* _Teks Bacaan_
◆ ◆ ◆ ◆
Sebagai destinasi berikutnya setelah mengunjungi Kampung Batik Cibuluh adalah menuju pulau Geulis. Atau pulau cantik, karena geulis dalam bahasa Sunda, artinya cantik. Semula saya agak heran, apakah kota Bogor memiliki laut, sehingga mempunyai sebuah pulau. Ternyata pulau Geulis ini tidak terletak di tengah laut, melainkan terletak ditengah sungai Ciliwung.
Setelah melalui jalan berliku, karena jembatan penghubungnya sedang dalam perbaikan, tibalah kami di Klenteng Phan Ko Bio yang merupakan Klenteng tertua di Bogor.
Kedatangan kami disambut dengan gegap gempita oleh suara gendang Tionghoa, rupanya penyambutan selamat datang mendatangkan atraksi barongsai. Setelah barongsai mempertunjukkan atraksi selamat datang, kami diajak ke dalam Klenteng untuk mendengarkan penjelasan dari Chandra, selaku pengurus Klenteng. Chandra didampingi anggota keluarga penemu Klenteng ini dan Ketua RW setempat.
Saat kami memasuki Klenteng, di halaman depan terdapat sebuah meja yang dijaga ibu-ibu yang menjajakan makanan. Rupanya ibu-ibu di Kampung Wisata pulau Geulis ini sangat menguasai kuliner. Kemudian terdapat hiolo, tempat abu bagi Tuhan, lalu di bagian dalam tempat abu bagi dewa tuan rumah, dewa Phan Ko. Dewa ini dipercaya sebagai nenek moyang orang Tionghoa.
◆ ◆ ◆ ◆
* _Data yang Diberikan_
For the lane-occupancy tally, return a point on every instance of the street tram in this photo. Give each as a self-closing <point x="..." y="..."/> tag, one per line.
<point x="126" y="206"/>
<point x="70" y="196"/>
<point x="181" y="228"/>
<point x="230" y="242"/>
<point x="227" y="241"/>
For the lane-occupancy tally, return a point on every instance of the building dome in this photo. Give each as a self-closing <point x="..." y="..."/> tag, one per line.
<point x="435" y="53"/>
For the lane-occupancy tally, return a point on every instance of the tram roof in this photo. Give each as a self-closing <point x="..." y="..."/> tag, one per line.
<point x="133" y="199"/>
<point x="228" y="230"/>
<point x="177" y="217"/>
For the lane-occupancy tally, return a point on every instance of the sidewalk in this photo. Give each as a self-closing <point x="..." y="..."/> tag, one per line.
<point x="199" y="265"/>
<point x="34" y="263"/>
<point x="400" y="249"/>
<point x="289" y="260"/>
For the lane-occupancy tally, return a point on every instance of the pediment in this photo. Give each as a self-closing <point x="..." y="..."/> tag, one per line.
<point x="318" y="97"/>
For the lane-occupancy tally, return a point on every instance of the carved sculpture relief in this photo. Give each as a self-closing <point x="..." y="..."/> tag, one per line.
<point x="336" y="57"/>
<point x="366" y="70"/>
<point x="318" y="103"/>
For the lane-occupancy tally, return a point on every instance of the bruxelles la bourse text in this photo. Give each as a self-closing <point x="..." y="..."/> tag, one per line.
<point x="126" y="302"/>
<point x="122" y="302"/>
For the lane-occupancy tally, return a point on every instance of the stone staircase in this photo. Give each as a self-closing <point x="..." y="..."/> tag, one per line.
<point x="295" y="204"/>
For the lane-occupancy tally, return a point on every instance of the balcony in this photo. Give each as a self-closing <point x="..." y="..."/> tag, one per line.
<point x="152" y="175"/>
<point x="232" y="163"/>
◆ ◆ ◆ ◆
* _Latihan_
A) Menurut teks bacaan, pulau Geulis terletak di tengah apa?
B) Salin ulang bagian teks bacaan dari "Sebagai destinasi berikutnya" sampai "ditengah sungai Ciliwung.", termasuk kedua bagian itu.

* _Pembahasan Jawaban_
A) Pulau Geulis terletak di tengah sungai Ciliwung.

B)
Sebagai destinasi berikutnya setelah mengunjungi Kampung Batik Cibuluh adalah menuju pulau Geulis. Atau pulau cantik, karena geulis dalam bahasa Sunda, artinya cantik. Semula saya agak heran, apakah kota Bogor memiliki laut, sehingga mempunyai sebuah pulau. Ternyata pulau Geulis ini tidak terletak di tengah laut, melainkan terletak ditengah sungai Ciliwung.